* **Stored records**
↓↓↓

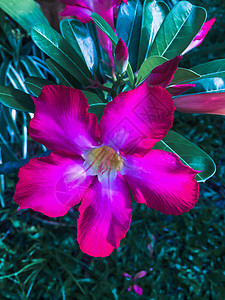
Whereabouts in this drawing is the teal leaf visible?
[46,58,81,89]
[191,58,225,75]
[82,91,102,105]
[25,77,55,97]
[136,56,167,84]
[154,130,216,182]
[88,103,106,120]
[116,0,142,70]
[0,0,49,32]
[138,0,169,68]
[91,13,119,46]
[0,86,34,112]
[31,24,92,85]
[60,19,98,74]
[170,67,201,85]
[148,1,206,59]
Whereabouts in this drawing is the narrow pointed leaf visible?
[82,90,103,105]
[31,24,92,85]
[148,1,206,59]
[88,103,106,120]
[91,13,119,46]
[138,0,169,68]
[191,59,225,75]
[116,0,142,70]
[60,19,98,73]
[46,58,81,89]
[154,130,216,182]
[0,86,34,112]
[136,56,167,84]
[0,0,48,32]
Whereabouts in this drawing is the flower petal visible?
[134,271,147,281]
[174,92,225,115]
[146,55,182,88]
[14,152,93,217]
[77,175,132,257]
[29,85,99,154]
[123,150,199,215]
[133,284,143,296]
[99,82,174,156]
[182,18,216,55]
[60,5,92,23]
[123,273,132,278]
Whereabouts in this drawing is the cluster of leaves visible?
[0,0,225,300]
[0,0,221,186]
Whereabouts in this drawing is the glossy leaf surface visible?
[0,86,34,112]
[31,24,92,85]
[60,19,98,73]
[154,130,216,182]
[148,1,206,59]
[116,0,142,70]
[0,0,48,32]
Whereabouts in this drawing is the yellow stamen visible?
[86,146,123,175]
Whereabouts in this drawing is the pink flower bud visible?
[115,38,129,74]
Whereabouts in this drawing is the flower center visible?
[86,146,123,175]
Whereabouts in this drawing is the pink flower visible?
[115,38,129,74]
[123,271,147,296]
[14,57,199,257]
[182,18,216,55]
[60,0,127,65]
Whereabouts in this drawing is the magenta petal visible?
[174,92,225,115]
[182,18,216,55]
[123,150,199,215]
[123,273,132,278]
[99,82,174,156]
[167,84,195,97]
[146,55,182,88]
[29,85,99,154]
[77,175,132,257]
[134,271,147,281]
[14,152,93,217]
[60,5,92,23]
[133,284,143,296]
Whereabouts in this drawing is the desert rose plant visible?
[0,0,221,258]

↑↑↑

* **Short exercise**
Repeat the entire listing above line for line, without the pictures.

* **The result**
Whereabouts in this drawing is the teal leaf visible?
[46,58,81,89]
[191,58,225,75]
[82,91,102,105]
[25,77,55,97]
[136,56,167,84]
[154,130,216,182]
[88,103,106,120]
[116,0,142,70]
[0,0,49,32]
[138,0,169,68]
[91,13,119,46]
[0,86,34,112]
[31,24,92,85]
[60,19,98,74]
[170,67,201,85]
[148,1,206,59]
Whereabouts in this drawing is the narrow pointed leaf visible?
[82,90,103,105]
[31,24,92,85]
[148,1,206,59]
[88,103,106,120]
[91,13,119,46]
[138,0,169,68]
[191,59,225,75]
[116,0,142,70]
[60,19,98,73]
[46,58,81,89]
[154,130,216,182]
[0,86,34,112]
[136,56,167,84]
[0,0,48,32]
Whereabouts in this drawing is the flower petal visible?
[134,271,147,281]
[174,92,225,115]
[146,55,182,88]
[14,152,93,217]
[77,175,132,257]
[29,85,99,154]
[123,150,199,215]
[133,284,143,296]
[99,82,174,156]
[182,18,216,55]
[60,5,92,23]
[123,273,132,278]
Whereabouts in this drawing is the cluster of leaves visible?
[0,0,225,300]
[0,0,221,186]
Whereabouts in this drawing is the glossy leaf surface visible?
[0,86,34,112]
[31,24,92,85]
[60,19,98,73]
[154,130,216,182]
[148,1,206,59]
[116,0,142,70]
[0,0,48,32]
Whereabouts in this drawing is the yellow stamen visible?
[86,146,123,175]
Whereabouts in this drawing is the pink flower bud visible?
[115,38,129,74]
Whereabouts in this drawing is the flower center visible?
[86,146,123,175]
Whereabouts in this drawing is the pink flower visible?
[115,38,129,74]
[123,271,147,296]
[14,57,199,257]
[182,18,216,55]
[60,0,127,65]
Whereabouts in this drawing is the magenta petal visible?
[174,92,225,115]
[182,18,216,55]
[123,150,199,215]
[123,273,132,278]
[99,82,174,156]
[167,84,195,97]
[146,55,182,88]
[29,85,99,154]
[77,175,132,257]
[134,271,147,281]
[14,152,93,217]
[60,5,92,23]
[133,284,143,296]
Whereabouts in this drawing is the desert rose plant visible?
[0,0,221,258]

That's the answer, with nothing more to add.